**YOUR INSTRUCTIONS**
Exactly as written, transcribe each line of the listing.

**AVAILABLE DATA**
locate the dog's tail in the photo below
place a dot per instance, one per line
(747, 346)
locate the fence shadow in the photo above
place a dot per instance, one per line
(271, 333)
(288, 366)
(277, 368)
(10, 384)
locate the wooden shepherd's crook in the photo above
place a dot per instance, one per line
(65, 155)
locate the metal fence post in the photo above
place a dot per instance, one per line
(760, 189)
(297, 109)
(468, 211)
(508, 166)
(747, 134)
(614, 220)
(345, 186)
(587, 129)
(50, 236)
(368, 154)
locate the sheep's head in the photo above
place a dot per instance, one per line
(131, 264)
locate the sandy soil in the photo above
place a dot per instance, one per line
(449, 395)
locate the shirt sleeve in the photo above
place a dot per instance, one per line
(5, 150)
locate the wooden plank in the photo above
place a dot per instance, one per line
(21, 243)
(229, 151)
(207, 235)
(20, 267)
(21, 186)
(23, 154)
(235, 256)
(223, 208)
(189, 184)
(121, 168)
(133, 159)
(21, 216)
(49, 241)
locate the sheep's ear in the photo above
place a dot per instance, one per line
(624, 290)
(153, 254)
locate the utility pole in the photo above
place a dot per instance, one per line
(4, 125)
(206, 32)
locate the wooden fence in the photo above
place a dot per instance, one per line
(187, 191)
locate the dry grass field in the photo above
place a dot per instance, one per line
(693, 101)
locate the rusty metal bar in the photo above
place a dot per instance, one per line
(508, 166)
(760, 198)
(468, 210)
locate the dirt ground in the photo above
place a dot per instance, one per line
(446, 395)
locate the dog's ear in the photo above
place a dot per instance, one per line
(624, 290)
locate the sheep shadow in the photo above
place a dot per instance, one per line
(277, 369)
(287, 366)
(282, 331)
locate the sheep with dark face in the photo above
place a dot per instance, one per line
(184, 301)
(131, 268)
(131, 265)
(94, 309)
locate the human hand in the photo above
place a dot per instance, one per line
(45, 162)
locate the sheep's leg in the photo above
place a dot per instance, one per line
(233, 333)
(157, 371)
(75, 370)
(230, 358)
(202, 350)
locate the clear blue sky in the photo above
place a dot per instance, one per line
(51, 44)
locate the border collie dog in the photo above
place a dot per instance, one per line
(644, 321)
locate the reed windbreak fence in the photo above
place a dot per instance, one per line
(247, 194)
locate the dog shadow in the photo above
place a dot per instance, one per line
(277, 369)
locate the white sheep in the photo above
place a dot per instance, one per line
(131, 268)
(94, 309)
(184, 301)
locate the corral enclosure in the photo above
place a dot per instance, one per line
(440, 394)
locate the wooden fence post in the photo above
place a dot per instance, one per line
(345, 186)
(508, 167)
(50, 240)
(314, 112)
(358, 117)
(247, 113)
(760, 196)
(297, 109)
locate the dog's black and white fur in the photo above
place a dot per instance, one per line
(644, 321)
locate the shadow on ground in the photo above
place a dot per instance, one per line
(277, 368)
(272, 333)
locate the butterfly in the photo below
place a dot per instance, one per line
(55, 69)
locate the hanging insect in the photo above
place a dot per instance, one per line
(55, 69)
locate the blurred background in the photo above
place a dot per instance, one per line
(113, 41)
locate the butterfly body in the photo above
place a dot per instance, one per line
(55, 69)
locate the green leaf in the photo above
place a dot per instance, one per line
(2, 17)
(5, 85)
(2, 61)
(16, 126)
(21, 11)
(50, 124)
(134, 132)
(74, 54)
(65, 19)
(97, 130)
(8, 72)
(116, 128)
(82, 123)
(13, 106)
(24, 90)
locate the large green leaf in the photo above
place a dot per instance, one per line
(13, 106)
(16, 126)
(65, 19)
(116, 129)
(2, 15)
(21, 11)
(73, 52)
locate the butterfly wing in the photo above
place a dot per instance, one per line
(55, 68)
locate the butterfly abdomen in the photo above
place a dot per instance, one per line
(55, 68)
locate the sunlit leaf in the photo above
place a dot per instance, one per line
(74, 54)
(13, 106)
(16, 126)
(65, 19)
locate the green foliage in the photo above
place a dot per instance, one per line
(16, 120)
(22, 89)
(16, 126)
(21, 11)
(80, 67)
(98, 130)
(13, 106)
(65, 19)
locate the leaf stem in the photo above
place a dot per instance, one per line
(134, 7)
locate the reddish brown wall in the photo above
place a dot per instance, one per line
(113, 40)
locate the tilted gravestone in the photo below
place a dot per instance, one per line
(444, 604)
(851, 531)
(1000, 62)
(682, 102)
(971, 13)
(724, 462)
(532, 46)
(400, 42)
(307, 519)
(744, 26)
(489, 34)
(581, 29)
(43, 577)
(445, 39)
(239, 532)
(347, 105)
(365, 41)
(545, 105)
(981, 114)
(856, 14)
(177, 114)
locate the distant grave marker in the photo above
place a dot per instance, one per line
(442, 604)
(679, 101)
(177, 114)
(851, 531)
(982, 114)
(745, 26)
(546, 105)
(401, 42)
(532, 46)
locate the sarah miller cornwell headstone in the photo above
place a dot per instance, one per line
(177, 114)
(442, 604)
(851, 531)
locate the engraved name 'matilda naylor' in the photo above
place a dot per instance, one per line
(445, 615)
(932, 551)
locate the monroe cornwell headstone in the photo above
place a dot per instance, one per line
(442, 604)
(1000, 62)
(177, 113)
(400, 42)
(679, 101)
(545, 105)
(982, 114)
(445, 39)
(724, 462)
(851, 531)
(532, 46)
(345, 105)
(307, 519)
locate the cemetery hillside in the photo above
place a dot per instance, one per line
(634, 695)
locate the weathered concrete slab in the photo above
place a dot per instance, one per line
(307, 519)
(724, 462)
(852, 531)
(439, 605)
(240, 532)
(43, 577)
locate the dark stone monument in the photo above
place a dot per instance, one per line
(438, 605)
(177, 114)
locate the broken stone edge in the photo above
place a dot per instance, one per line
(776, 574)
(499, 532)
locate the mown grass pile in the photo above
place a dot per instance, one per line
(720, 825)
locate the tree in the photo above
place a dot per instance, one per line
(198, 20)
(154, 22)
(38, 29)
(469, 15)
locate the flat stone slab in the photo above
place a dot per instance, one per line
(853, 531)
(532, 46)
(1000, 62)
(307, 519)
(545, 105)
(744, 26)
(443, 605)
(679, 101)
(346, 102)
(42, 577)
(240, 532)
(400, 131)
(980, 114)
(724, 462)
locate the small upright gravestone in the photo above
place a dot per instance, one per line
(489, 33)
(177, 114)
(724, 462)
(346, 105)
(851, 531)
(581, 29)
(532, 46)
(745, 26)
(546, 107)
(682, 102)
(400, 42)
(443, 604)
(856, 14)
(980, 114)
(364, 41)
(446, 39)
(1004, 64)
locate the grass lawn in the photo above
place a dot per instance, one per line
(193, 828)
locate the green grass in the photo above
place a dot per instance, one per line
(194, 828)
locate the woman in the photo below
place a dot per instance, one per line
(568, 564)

**OUTPUT FOR THIS EXERCISE**
locate the dog's tail in the photo below
place a dot per instance, one per line
(747, 346)
locate the fence shadow in the photo above
place a dot per instance, one per line
(271, 333)
(288, 366)
(277, 368)
(10, 384)
locate the wooden shepherd's crook in the photo above
place a dot per instance, one per line
(65, 155)
locate the metal fence post in the photo above
place a dot per instance, one per line
(760, 189)
(297, 109)
(468, 211)
(508, 166)
(747, 134)
(614, 220)
(345, 186)
(587, 129)
(50, 236)
(368, 154)
locate the sheep's head in the photo above
place a dot per instance, one per line
(131, 264)
locate the sandy soil in the photo above
place a dot per instance, one per line
(449, 395)
locate the shirt sleeve in the photo above
place a dot per instance, one per line
(5, 150)
locate the wooden plank in the photo above
place a dot per instance, one per line
(21, 243)
(229, 151)
(207, 235)
(20, 267)
(21, 186)
(23, 154)
(235, 256)
(223, 208)
(189, 184)
(121, 168)
(133, 159)
(21, 216)
(49, 241)
locate the sheep's ear in the photo above
place a dot per instance, one per line
(624, 290)
(153, 254)
locate the utility pole in the photo above
place a dot per instance, one per line
(4, 125)
(206, 32)
locate the wooden fence in the photo above
place a dot per instance, one per line
(187, 191)
locate the dry grass field in the photo above
place a dot per instance, one per line
(693, 101)
locate the rusty metal bar in the photo above
place a dot per instance, one per line
(508, 166)
(760, 198)
(468, 210)
locate the dirt ground in the photo above
place a dot per instance, one per line
(446, 395)
locate the dog's ear in the photo above
place a dot per instance, one per line
(624, 290)
locate the sheep shadow in the photo above
place a dot per instance, one per line
(277, 369)
(287, 366)
(282, 331)
locate the sheep with dark face in the photo above
place a dot per instance, one per line
(184, 301)
(131, 268)
(131, 265)
(94, 309)
locate the human hand in the photo above
place a dot per instance, one per line
(45, 162)
locate the sheep's leg in the photo above
place a dot per instance, one per line
(233, 333)
(157, 371)
(75, 370)
(230, 358)
(202, 350)
locate the clear blue sky in the photo above
place a dot per instance, one per line
(51, 44)
locate the border collie dog in the photo above
place a dot per instance, one per line
(644, 321)
locate the reed windbreak fence in the photo above
place a dot per instance, one per line
(247, 194)
locate the dog shadow in the photo above
place a dot per instance, one per line
(277, 369)
locate the white sheep in the photo above
place a dot per instance, one per line
(131, 268)
(94, 309)
(184, 301)
locate the corral enclosure in the photo above
place a dot per instance, one per line
(440, 394)
locate the wooden fence post in the photo above
place a dot per instance, one per line
(345, 186)
(508, 167)
(50, 240)
(314, 112)
(358, 117)
(247, 113)
(760, 196)
(297, 109)
locate the dog's black and white fur in the photo above
place a dot per instance, one per line
(644, 321)
locate the shadow on ground in the photo above
place a dot per instance, one per line
(277, 368)
(272, 333)
locate the butterfly in the photo below
place a dot per instance, one per line
(55, 69)
locate the hanging insect in the photo above
place a dot per instance, one per line
(55, 69)
locate the blurred background in the photo above
place a dot per instance, one per line
(113, 41)
locate the butterfly body in the photo above
place a dot per instance, one per line
(55, 69)
locate the green leaf in the photo above
place a dot per instance, one per line
(2, 17)
(5, 85)
(2, 61)
(16, 126)
(21, 11)
(50, 124)
(134, 132)
(74, 54)
(65, 19)
(97, 130)
(8, 72)
(116, 128)
(82, 123)
(13, 106)
(24, 90)
locate the large green leaf in the photo above
place a dot per instance, one per line
(13, 106)
(16, 126)
(65, 19)
(116, 129)
(2, 15)
(21, 11)
(73, 52)
locate the butterfly wing in the photo above
place a dot per instance, one per line
(55, 68)
locate the butterfly abdomen in the photo above
place a dot per instance, one per line
(55, 68)
locate the sunlit leaf in the photo above
place a dot per instance, one per line
(74, 54)
(13, 106)
(16, 126)
(65, 19)
locate the green foliage in the photo above
place a dot per instance, one per line
(16, 120)
(22, 89)
(16, 126)
(21, 11)
(80, 67)
(98, 130)
(13, 106)
(65, 19)
locate the leaf stem in the photo above
place a dot per instance, one per line
(134, 7)
locate the reddish brown wall in the photo above
place a dot per instance, one per line
(113, 40)
locate the tilted gravestone in the photo below
place a dot per instance, one per line
(444, 604)
(851, 531)
(1000, 62)
(682, 102)
(971, 13)
(724, 462)
(532, 46)
(400, 42)
(307, 519)
(744, 26)
(489, 34)
(581, 29)
(43, 577)
(445, 39)
(239, 532)
(347, 105)
(365, 41)
(545, 105)
(981, 114)
(856, 14)
(177, 114)
locate the distant grave marker in the photo above
place a dot per instance, one per line
(442, 604)
(679, 101)
(177, 114)
(851, 531)
(982, 114)
(745, 26)
(546, 105)
(401, 42)
(532, 46)
locate the sarah miller cornwell headstone in the photo above
place a dot per instance, one per line
(177, 114)
(442, 604)
(851, 531)
locate the engraved name 'matilda naylor' in the photo above
place a dot per instance, one per line
(445, 615)
(932, 551)
locate the monroe cornwell headstone in the photo above
place a dot per instance, one per line
(442, 604)
(1000, 62)
(177, 113)
(400, 42)
(679, 101)
(545, 105)
(982, 114)
(445, 39)
(724, 462)
(851, 531)
(532, 46)
(345, 105)
(307, 519)
locate the cemetery hillside in the photo above
place a dot per instance, one per line
(634, 695)
locate the weathered concrete slab in the photo above
place a dot per instance, one per line
(307, 519)
(724, 462)
(852, 531)
(439, 605)
(240, 532)
(43, 577)
locate the dark stone monument in the photo above
place a dot per instance, one per line
(438, 605)
(177, 114)
locate the broken stone edge in the photo above
place a dot per instance, one per line
(776, 574)
(499, 532)
locate the mown grass pile in the photo above
place a dot per instance, one per line
(720, 825)
locate the tree in the photo above
place a dot per instance, one per line
(198, 20)
(154, 22)
(38, 29)
(469, 15)
locate the flat stone slab in the photo above
place a dot per instance, one per line
(853, 531)
(532, 46)
(1000, 62)
(307, 519)
(545, 105)
(744, 26)
(443, 605)
(679, 101)
(346, 102)
(42, 577)
(240, 532)
(400, 131)
(980, 114)
(724, 462)
locate the small upright gravestone in the photo above
place a dot per instance, one per line
(489, 33)
(177, 114)
(724, 462)
(346, 105)
(851, 531)
(581, 29)
(532, 46)
(745, 26)
(546, 107)
(682, 102)
(400, 42)
(443, 604)
(856, 14)
(980, 114)
(364, 41)
(446, 39)
(1004, 64)
locate the grass lawn in the photo above
place a dot per instance, one per line
(193, 828)
locate the green grass in the photo above
place a dot per instance, one per line
(194, 828)
locate the woman in the photo below
place a dot per instance, one per line
(568, 564)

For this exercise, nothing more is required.